## Task 1
List every word or phrase in the forum thread on union trap values that is emphasized by underscores on both sides, in order of appearance.

## Extract provided
┏━━
Essentially, this means that you can't use too many dirty tricks when
copying structs/unions. If the largest member of a union is a long int,
it is tempting to use long int assignment to copy that union; but this
is not an allowed shortcut if that long int assignment could trap. The
implementation _must_ use a safe method - probably byte-by-byte - to
copy or read the union. That's all. As long as that safe method _is_
safe even for uninitialised bytes - _not_ member values - that is
enough.
> Worse, it means that a member must never acquire a trap value,
> that seems rubbish to me.
As indeed it is. On many systems, it would be impossible. What if you
have a union of a float and an unsigned long int? You could easily set
the float to a trap value by giving the unsigned long a suitable value.
And there's no way around that. But _the union itself_ is not, even
then, a trap value.
(I don't think your reading is surprising, btw. I read it myself that
way, some time ago. But I read it wrong then, and you read it wrong now.
I _do_ think that this sentence could and should have had an example
attached to it to clarify it.)
Richard
Reading the value of the whole struct must not trap. Reading an
uninitialised member alone can trap. Whether the trap can happen or not
depends on whether the type of the object whose value is read (i.e. the type
of the lvalue that is converted to a value) is a structure.
> If that is true then compilers must ensure that all instances of a struct
> must be initialised to some extent. Worse, it means that a member must
> never acquire a trap value, that seems rubbish to me.
┗━━
## Provided information
┏━━
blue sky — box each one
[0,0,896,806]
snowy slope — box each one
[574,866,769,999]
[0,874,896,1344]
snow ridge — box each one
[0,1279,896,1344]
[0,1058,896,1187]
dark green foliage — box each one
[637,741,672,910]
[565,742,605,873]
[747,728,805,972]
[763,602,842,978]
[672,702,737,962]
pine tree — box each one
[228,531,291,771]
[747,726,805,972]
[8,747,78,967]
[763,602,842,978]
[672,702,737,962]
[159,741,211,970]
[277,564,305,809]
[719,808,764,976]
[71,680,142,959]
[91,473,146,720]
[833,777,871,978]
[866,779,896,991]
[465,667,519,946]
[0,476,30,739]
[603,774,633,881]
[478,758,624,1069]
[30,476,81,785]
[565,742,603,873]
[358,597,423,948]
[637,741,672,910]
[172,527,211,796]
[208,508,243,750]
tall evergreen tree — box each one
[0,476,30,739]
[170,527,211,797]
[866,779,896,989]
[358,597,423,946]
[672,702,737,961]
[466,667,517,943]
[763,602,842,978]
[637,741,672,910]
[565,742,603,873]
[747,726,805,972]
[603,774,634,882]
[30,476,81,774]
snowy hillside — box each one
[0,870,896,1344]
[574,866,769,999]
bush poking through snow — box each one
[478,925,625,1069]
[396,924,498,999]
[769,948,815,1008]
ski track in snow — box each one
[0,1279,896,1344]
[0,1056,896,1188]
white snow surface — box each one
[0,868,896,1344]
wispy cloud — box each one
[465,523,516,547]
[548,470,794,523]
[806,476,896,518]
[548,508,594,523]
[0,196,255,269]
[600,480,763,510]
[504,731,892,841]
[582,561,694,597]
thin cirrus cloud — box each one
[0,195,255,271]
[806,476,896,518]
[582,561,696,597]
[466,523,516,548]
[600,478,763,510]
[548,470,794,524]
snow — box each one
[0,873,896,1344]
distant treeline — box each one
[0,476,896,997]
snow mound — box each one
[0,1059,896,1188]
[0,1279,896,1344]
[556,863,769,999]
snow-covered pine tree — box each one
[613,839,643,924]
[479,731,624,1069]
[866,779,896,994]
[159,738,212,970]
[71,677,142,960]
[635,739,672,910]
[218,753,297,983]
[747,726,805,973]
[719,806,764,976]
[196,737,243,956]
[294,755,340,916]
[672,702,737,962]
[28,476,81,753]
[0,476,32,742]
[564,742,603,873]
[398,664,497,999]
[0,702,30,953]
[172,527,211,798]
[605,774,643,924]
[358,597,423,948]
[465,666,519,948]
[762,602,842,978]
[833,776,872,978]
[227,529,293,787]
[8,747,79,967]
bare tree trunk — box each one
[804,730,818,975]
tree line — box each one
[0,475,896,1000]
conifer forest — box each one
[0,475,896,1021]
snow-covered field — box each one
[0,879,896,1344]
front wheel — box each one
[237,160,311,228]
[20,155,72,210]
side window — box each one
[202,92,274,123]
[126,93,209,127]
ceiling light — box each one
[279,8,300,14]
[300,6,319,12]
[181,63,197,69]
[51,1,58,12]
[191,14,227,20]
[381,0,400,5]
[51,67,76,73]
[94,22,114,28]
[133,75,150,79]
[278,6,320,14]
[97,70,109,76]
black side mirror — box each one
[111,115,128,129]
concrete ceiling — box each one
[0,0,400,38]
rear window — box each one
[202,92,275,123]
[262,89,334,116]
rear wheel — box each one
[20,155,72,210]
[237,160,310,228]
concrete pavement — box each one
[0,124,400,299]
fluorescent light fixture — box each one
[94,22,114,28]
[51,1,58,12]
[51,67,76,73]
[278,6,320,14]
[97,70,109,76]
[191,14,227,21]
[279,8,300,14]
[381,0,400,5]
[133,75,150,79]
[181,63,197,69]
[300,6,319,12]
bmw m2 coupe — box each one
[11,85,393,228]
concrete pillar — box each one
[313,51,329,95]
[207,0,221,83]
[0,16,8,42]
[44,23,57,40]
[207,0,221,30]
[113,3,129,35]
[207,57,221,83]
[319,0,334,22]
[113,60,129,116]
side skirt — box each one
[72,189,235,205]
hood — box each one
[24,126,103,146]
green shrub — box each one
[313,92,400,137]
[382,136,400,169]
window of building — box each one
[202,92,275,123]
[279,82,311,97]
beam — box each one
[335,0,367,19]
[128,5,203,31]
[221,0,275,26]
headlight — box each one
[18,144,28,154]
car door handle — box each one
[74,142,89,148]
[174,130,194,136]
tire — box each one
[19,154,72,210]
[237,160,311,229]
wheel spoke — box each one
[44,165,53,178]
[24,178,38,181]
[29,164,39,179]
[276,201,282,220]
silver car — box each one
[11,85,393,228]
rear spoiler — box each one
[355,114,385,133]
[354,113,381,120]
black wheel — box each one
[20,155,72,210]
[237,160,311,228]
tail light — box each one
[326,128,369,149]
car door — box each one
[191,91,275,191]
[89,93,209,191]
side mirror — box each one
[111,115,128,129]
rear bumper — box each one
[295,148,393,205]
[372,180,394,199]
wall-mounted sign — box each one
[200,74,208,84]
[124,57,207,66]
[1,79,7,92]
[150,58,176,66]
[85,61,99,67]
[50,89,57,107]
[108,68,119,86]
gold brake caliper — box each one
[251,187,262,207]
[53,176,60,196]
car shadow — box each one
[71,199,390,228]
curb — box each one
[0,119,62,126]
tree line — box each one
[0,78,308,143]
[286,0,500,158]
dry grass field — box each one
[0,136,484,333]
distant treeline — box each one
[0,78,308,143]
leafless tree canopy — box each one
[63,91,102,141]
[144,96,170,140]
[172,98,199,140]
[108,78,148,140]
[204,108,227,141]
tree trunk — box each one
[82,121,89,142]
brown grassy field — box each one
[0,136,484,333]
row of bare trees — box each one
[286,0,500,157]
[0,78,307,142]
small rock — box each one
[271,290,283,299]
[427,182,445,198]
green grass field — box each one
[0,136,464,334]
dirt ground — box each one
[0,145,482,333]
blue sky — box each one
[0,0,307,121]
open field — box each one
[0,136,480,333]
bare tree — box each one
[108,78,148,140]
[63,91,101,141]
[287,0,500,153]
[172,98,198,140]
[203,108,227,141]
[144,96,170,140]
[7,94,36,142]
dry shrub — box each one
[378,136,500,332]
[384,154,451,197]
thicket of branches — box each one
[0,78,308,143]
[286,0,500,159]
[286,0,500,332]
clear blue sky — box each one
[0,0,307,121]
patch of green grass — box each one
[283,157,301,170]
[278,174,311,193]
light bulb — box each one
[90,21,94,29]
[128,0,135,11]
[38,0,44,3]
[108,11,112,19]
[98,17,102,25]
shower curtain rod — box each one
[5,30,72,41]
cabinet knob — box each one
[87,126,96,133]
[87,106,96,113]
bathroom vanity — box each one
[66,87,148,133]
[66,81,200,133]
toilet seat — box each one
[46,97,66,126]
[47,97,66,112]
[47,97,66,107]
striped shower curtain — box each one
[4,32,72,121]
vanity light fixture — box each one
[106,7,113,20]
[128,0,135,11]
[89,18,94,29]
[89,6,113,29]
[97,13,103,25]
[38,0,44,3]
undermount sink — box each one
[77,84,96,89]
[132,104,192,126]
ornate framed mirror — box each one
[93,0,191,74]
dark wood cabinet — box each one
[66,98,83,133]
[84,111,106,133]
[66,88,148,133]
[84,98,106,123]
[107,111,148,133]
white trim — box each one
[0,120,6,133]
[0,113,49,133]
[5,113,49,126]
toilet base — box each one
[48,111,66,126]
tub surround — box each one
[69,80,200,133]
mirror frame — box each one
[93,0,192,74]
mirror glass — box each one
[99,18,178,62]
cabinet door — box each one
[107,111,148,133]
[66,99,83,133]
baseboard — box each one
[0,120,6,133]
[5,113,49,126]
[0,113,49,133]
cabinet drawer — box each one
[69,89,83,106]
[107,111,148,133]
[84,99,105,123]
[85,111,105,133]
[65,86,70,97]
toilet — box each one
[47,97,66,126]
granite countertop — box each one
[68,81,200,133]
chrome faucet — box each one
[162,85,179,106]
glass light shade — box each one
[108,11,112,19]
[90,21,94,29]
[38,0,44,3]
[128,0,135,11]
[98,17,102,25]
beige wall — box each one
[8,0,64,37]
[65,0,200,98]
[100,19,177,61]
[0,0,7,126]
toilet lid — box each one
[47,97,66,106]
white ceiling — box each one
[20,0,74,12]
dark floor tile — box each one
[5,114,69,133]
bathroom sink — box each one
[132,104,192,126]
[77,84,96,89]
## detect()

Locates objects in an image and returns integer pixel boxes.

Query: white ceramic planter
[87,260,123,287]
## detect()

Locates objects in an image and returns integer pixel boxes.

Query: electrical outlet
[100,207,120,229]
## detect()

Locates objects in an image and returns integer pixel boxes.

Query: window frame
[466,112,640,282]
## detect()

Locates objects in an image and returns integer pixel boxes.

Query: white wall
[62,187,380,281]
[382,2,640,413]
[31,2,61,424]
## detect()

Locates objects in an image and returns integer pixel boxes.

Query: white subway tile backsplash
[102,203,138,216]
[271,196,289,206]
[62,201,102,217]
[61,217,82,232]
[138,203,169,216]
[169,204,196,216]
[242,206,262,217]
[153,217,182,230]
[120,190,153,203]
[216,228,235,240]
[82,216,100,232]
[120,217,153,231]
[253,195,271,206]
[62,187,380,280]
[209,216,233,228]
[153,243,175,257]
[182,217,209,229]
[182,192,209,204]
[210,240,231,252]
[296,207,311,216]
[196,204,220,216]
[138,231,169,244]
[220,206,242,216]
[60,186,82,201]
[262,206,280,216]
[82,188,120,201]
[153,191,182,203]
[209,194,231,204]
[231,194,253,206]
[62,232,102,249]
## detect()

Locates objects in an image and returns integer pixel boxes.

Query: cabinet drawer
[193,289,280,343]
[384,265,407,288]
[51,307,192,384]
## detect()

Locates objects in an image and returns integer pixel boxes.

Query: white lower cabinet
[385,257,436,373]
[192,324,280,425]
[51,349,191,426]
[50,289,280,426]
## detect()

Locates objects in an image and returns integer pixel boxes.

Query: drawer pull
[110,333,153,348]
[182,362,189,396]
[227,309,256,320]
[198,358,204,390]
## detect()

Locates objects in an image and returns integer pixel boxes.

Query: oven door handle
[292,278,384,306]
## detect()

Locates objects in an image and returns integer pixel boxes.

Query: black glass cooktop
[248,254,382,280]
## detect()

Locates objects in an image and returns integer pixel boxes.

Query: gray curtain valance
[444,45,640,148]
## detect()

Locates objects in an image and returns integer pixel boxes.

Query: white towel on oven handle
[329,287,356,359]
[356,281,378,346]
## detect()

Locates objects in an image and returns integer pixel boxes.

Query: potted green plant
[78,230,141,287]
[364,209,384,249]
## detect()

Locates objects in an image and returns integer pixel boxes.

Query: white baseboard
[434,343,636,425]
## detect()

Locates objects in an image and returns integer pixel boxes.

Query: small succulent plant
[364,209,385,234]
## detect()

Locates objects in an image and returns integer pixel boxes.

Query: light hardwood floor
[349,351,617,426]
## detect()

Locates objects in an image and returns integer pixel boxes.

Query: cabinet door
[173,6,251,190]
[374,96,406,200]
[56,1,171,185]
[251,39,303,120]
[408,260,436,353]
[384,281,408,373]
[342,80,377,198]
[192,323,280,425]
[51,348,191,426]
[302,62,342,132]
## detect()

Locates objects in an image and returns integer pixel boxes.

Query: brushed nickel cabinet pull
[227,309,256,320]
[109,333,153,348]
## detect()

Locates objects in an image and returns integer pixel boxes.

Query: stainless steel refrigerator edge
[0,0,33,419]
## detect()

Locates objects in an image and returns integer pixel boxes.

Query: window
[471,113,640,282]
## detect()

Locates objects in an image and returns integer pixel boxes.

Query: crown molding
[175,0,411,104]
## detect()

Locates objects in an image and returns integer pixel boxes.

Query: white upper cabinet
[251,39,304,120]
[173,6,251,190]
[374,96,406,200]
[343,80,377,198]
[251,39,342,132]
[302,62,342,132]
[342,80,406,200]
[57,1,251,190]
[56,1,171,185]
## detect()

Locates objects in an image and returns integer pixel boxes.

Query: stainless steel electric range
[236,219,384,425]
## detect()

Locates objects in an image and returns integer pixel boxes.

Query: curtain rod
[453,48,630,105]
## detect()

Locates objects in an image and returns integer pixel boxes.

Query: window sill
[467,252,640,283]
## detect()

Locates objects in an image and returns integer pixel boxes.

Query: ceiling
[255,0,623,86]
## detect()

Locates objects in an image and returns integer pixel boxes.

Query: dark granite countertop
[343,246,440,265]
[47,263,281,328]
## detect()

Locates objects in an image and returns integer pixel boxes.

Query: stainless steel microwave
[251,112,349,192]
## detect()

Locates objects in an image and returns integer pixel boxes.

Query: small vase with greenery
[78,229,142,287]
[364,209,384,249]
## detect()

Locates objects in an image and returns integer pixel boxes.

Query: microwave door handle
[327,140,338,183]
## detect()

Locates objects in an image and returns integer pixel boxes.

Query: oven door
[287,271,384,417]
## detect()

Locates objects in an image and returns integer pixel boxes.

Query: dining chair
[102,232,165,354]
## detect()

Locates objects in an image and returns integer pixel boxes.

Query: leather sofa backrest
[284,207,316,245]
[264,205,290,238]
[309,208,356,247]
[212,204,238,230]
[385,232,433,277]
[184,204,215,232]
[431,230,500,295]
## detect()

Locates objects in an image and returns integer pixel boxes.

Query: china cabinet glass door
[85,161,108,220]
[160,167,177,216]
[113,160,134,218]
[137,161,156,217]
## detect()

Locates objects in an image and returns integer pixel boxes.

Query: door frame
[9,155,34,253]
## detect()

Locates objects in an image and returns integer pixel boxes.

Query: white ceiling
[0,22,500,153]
┗━━
## Task 2
Reproduce the rows from the line containing "wall-mounted sign — box each one" down through the line containing "[7,94,36,142]", including both of those lines.

## Reply 1
must
is
not
the union itself
do

## Reply 2
wall-mounted sign — box each one
[200,74,208,84]
[124,57,207,66]
[1,79,7,92]
[150,58,176,66]
[85,61,99,67]
[50,89,57,107]
[108,68,119,86]
gold brake caliper — box each one
[251,187,262,207]
[53,176,60,196]
car shadow — box each one
[71,199,390,228]
curb — box each one
[0,119,62,126]
tree line — box each one
[0,78,308,143]
[286,0,500,158]
dry grass field — box each one
[0,136,484,333]
distant treeline — box each one
[0,78,308,143]
leafless tree canopy — box each one
[63,91,102,141]
[144,96,170,140]
[172,98,199,140]
[108,78,148,140]
[204,108,227,141]
tree trunk — box each one
[82,121,89,142]
brown grassy field — box each one
[0,136,484,333]
row of bare trees — box each one
[286,0,500,157]
[0,78,307,142]
small rock — box each one
[271,290,283,299]
[427,182,445,198]
green grass field — box each one
[0,136,464,334]
dirt ground — box each one
[0,145,482,333]
blue sky — box each one
[0,0,307,121]
open field — box each one
[0,136,480,333]
bare tree — box each one
[108,78,148,140]
[63,91,101,141]
[287,0,500,153]
[172,98,198,140]
[203,108,227,141]
[144,96,170,140]
[7,94,36,142]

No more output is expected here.